_Exercise objective_:
The records must be repeated exactly and in their entirety.

_Records to process_:

------

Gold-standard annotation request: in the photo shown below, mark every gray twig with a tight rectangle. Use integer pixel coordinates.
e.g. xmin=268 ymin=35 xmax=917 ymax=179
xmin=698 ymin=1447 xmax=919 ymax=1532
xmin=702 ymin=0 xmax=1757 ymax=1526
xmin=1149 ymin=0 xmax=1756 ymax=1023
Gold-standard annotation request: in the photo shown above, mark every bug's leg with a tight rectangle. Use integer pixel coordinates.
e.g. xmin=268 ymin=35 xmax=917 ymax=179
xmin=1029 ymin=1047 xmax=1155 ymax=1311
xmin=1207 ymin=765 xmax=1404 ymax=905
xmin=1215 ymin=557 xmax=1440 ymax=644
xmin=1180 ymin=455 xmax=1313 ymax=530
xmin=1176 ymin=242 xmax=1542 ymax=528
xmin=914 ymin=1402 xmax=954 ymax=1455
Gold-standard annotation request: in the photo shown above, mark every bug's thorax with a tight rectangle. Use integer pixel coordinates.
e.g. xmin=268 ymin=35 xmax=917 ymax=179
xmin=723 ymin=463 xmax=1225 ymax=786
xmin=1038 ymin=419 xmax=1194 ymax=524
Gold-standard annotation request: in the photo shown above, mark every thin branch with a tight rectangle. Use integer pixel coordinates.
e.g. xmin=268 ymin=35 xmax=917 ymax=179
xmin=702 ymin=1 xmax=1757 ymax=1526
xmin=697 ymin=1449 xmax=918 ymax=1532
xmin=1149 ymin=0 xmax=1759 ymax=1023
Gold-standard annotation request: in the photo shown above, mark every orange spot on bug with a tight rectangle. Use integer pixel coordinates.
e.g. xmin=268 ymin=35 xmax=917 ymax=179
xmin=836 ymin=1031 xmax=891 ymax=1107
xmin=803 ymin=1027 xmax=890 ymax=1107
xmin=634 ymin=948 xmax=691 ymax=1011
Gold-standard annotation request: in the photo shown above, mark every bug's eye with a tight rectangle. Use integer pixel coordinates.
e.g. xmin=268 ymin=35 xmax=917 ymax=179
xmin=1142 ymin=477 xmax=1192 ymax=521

------

_Your solution_:
Gold-standard annotation request: in the photo shown below, mark every gray twig with a tight rectangle. Use integer pixel coordinates.
e.g. xmin=268 ymin=35 xmax=917 ymax=179
xmin=698 ymin=1447 xmax=919 ymax=1532
xmin=702 ymin=0 xmax=1757 ymax=1526
xmin=1149 ymin=0 xmax=1756 ymax=1023
Gold-standard annotation request: in the photo shown above, mark every bug's leg with a tight rectangle. Use integer pixel coordinates.
e.g. xmin=268 ymin=35 xmax=917 ymax=179
xmin=1029 ymin=1047 xmax=1155 ymax=1311
xmin=1207 ymin=765 xmax=1404 ymax=905
xmin=1215 ymin=557 xmax=1440 ymax=644
xmin=1180 ymin=455 xmax=1313 ymax=530
xmin=1176 ymin=242 xmax=1542 ymax=528
xmin=914 ymin=1402 xmax=954 ymax=1455
Gold-standard annotation request: in the photo shown above, mark every bug's thorax with a tight rectangle. Use integer pixel coordinates.
e.g. xmin=268 ymin=35 xmax=917 ymax=179
xmin=723 ymin=463 xmax=1225 ymax=786
xmin=1038 ymin=419 xmax=1194 ymax=524
Gold-standard annotation request: in the photo shown above, mark every thin branch with a tight rectangle. Use integer pixel coordinates.
e.g. xmin=268 ymin=35 xmax=917 ymax=179
xmin=702 ymin=1 xmax=1757 ymax=1526
xmin=697 ymin=1449 xmax=918 ymax=1532
xmin=1149 ymin=0 xmax=1759 ymax=1023
Gold-standard annotation request: in the photo shown above, mark every orange spot on bug with a tight rectangle. Use integer pixel coordinates.
e.g. xmin=268 ymin=35 xmax=917 ymax=179
xmin=836 ymin=1031 xmax=891 ymax=1107
xmin=803 ymin=1027 xmax=890 ymax=1107
xmin=634 ymin=948 xmax=691 ymax=1011
Gold-standard annotation request: in the photo shown above, mark every bug's eye with a tight rectangle. Use integer pixel coordinates.
e.g. xmin=268 ymin=35 xmax=917 ymax=179
xmin=1142 ymin=477 xmax=1192 ymax=521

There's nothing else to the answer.